● TASK INPUT
----

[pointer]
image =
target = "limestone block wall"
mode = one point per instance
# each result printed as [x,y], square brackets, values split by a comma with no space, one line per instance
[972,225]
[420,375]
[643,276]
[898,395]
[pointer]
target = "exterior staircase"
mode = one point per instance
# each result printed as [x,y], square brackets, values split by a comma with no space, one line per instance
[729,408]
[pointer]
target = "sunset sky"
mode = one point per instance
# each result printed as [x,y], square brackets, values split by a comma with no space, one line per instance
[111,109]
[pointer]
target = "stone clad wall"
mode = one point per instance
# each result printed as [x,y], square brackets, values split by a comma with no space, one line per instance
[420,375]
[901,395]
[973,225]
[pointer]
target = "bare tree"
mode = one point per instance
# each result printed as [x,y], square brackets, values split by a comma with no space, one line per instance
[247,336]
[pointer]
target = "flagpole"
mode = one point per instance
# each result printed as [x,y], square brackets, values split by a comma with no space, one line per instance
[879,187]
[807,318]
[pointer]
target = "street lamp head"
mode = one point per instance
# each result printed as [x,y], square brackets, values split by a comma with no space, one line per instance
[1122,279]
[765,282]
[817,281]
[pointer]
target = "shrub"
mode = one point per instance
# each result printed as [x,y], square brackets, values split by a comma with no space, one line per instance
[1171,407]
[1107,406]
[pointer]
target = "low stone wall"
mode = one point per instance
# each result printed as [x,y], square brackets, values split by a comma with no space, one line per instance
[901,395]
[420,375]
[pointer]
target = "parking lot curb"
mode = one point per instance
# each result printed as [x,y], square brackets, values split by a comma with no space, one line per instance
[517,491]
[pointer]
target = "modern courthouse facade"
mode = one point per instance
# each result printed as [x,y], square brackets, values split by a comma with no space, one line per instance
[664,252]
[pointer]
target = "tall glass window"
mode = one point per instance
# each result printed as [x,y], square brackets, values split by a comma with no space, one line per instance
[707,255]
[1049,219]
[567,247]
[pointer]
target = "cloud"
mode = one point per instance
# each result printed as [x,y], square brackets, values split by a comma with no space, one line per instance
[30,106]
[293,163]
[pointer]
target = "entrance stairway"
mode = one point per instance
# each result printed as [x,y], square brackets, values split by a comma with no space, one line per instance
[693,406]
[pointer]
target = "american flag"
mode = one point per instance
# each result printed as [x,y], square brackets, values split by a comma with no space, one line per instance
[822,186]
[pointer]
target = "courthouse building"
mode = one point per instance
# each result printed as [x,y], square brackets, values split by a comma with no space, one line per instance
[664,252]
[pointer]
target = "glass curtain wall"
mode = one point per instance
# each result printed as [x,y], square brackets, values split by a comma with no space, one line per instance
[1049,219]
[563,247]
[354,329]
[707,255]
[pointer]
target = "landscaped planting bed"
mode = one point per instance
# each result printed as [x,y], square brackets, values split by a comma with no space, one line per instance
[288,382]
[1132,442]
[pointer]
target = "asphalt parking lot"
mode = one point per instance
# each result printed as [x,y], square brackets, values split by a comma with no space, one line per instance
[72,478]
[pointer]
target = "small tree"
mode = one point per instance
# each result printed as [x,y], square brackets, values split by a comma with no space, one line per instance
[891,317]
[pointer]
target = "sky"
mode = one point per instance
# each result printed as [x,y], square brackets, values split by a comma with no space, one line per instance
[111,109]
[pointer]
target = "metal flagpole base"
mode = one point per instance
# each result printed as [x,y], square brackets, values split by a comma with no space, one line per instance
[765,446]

----

● TASK BRIEF
Take the listing above and set it down exactly.

● SOLUTION BELOW
[pointer]
image =
target = "limestone block wall"
mode = one point per instance
# each result printed as [x,y], square brackets, values split by a comma with no space, one line per instance
[972,225]
[420,375]
[643,276]
[898,395]
[pointer]
target = "exterior staircase"
mode = one point per instance
# each result printed as [x,y], square brackets, values split by a comma with no space, one line per instance
[729,408]
[pointer]
target = "sunset sky"
mode = one point per instance
# each result printed as [x,y], square brackets, values split by a comma with no space, one line per instance
[111,109]
[pointer]
target = "stone clad wall"
mode = one point per instance
# each result printed as [x,y], square brackets, values split by a comma with no space, one line per instance
[420,375]
[901,395]
[973,225]
[pointer]
target = "bare tree"
mode = one point per instance
# each result printed as [x,y], square brackets, values split by a comma with no space, one line per instance
[247,336]
[pointer]
target = "flagpole"
mode = one point per instance
# each result printed as [x,y], square brackets, values split by a comma with no space, one line per instance
[879,187]
[807,318]
[pointer]
target = "street lamp head"
mode = one point per instance
# each result printed as [x,y], square brackets, values split by a comma with no space, one line per instance
[1122,279]
[765,282]
[817,281]
[pointer]
target = "shrub"
mode = one point per instance
# each result printed as [x,y], square brackets, values split by a comma with no space, one line per instance
[1171,407]
[1107,406]
[pointer]
target = "low stone wall"
mode = one point per instance
# each result printed as [x,y], square brackets, values split by a comma with no space, one line per instance
[901,395]
[420,375]
[pointer]
target = "parking lot curb"
mode = one point per instance
# each result printed as [x,y], square brackets, values split by a comma with no space, one line per instance
[517,491]
[pointer]
target = "modern courthouse facade"
mode = one point per instance
# each result printed as [x,y], square brackets, values split by a comma with no space, one line per instance
[664,252]
[pointer]
target = "tall glass window"
mode = one point per instance
# each result printed as [x,y], square brackets, values split by a comma with no space, one line per instance
[707,255]
[1049,219]
[567,247]
[pointer]
target = "cloud"
mode = one point per instance
# each result printed as [x,y], square brackets, values split by a comma with no space, one line per instance
[30,106]
[293,163]
[pointer]
target = "entrance stairway"
mode = one point per instance
# each result printed as [x,y], square brackets, values split by a comma with no space, one line per instance
[693,406]
[pointer]
target = "american flag"
mode = one point per instance
# each result printed as [x,y], square brackets, values split by a comma with no space, one line per instance
[822,186]
[pointer]
target = "courthouse building"
mode = one point per instance
# each result printed as [x,y], square brackets, values split by a comma with no space, one line per instance
[664,252]
[pointer]
target = "glass curtain wall"
mode = one point per instance
# each result printed as [x,y], square brackets, values split by a comma with no space, one line per instance
[1049,219]
[563,247]
[354,329]
[707,255]
[pointer]
target = "landscaped planting bed"
mode = one point per instance
# each result printed as [x,y], square brackets, values split by a comma with no space, one line per instance
[288,382]
[1132,442]
[pointer]
target = "asphalt parking lot"
mode = one point per instance
# each result printed as [x,y], square brackets, values split by a comma with no space, one line per instance
[72,478]
[pointer]
target = "small tree"
mode = one point per instance
# each result printed as [x,y], square brackets, values split by a comma with no space, one line per instance
[891,317]
[pointer]
target = "sky"
mode = one point per instance
# each result printed as [x,y], square brackets, values split by a comma with no space, one line per instance
[111,109]
[pointer]
target = "metal flagpole base"
mode = one point per instance
# each result printed as [x,y], square brackets, values split by a comma with no space, one line per instance
[765,446]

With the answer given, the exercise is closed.